**Исходный текст**
+ + + + +

5. Известия Татарстана. 1995. 15 февраля. С. 1.

6. Запись выступления М.Ш. Шаймиева на конференции по федерализму в 1995 г. в Академии наук.
20 Президент Саха (Якутии) М. Николаев понимал национализм в его советском значении, и в интервью нам он говорил, что это слово завезли приезжающие в республику иностранцы и журналисты. Тем не менее на праздновании пятилетия провозглашения суверенитета республики он заявил: «Мы выдвинули экономическую самостоятельность республики на первый план»7. Идеологи якутского национализма высказывались преимущественно за право «коренных народов на природные ресурсы, право на землю, на самоуправление с учетом обычного права»8. В несколько меньшей степени они фокусировались на обсуждении этнокультурных проблем языка и «возрождения традиций».
7. Обращение М.Н Николаева // Республика Саха. 1995. 14 февраля.

8. Винокурова У. День коренных народов // Республика Саха. 1995. 9 августа.
21 В Северной Осетии – Алании суть суверенитета сводились главным образом к защите территории, что было обусловлено столкновением с Ингушетией и Южноосетинским конфликтом. Интервью и с президентом республики А.Х. Галазовым, и с этническими активистами буквально пронизаны этой идеей.
22 Выходом из конфликтных отношений с Центром в середине 1990-х гг. стали договоры, заключавшиеся между правительствами Российской Федерации и республик. Поскольку ситуации и национализмы в республиках имели свои особенности, каждый такой договор отличался своеобразием. Либералы критиковали заключение договоров с республиками, усматривая в этом установление патрон-клиентских отношений (Н. Петров, А. Мельвиль). Тем не менее в тех условиях договоры сыграли положительную роль9, став способом снятия конфликтных отношений: «Правовое развитие – не роскошь, а предпосылка мирного разрешения конфликтов» [Зенгхаас, 2007]. Окончательную точку в урегулирование конституционных конфликтов поставило решение Конституционного суда РФ 2000 г., отменившее суверенитет республик. Это оказалось возможным, когда Центр стал сильным.
9. Опросы 1994 г. в Татарстане показали, например, что 60% татар и 70% русских поддерживали подписание такого договора [Дробижева и др., 1996: 78].

+ + + + +

Данные точечной разметки:
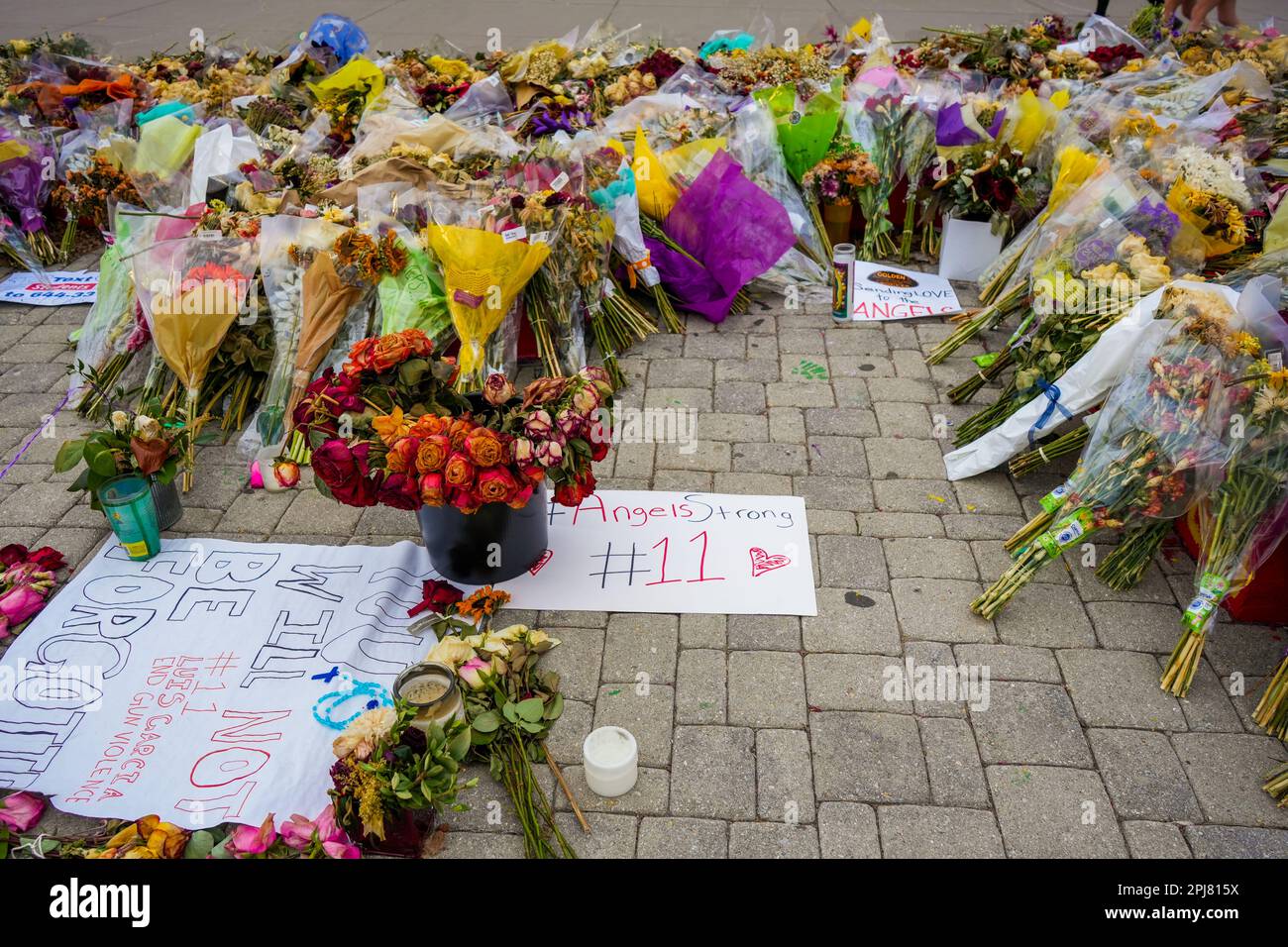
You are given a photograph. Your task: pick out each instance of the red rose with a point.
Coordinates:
(399, 491)
(48, 558)
(334, 464)
(433, 491)
(520, 497)
(459, 472)
(437, 596)
(496, 484)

+ + + + +

**Что сделать**
1. Какая доля русских в Татарстане, согласно исходному тексту, поддерживала подписание договора по опросам 1994 г.?
2. Пожалуйста, сместите на −66 координаты точек в записях. Для этого перепишите записи целиком, строку за строкой, вычтя 66 из каждого числа координат, а картинки в ответ не включайте.

**Решения по порядку**
1. 70% русских.

2.
You are given a photograph. Your task: pick out each instance of the red rose with a point.
Coordinates:
(333, 425)
(-18, 492)
(268, 398)
(367, 425)
(454, 431)
(393, 406)
(371, 530)
(430, 418)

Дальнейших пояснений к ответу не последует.